#### Aim of the exercise
In the rows below, give again word for word the lines starting with the one that contains "Identify the faded" and going on through the last line of the rows.

-- Stored rows start --

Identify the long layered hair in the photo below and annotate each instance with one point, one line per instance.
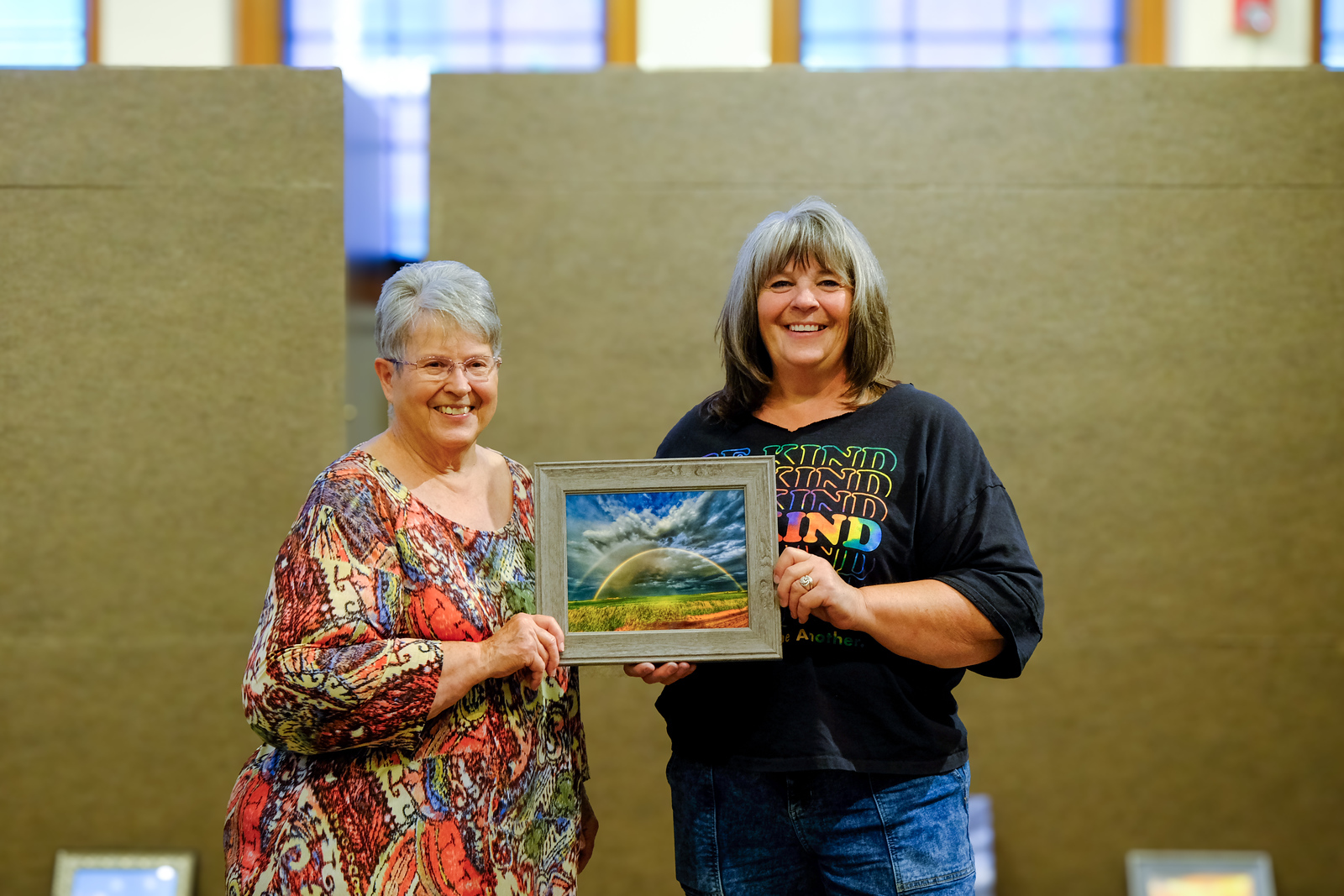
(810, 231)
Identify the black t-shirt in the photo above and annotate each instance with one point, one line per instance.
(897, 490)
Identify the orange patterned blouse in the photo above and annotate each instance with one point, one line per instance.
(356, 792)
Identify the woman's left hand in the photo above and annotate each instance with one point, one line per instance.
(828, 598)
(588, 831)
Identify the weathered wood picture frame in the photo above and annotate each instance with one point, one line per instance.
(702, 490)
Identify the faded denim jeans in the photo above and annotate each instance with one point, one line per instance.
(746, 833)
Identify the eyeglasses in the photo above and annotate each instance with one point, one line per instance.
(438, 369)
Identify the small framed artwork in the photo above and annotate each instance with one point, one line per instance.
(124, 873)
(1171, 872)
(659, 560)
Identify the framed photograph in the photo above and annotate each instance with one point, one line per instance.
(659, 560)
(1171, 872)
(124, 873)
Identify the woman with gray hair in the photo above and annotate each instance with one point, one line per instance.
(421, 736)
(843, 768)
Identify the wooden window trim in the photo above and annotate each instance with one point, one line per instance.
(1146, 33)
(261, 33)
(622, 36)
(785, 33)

-- Stored rows end --

#### Task solution
Identify the faded denim jeans in the photo above and annotate each instance with one point, one line per instance.
(746, 833)
Identify the eyeglasses in the photo above and annotate each instance with one point, one line per instance.
(438, 369)
Identify the small framed artwork in the photo above and annotate each instance with one point, one line per instance.
(124, 873)
(1171, 872)
(659, 560)
Identify the framed photograph in the photo above and annotate each instance with one point, one line per instance.
(659, 560)
(1171, 872)
(124, 873)
Identify the woman with gray hair in the photo above and annotate each instance with one point, one line per instance.
(421, 736)
(843, 768)
Identify the wooden window trim in the photo above and annotate each instance with one point, one line per instance.
(1146, 33)
(261, 33)
(622, 36)
(785, 33)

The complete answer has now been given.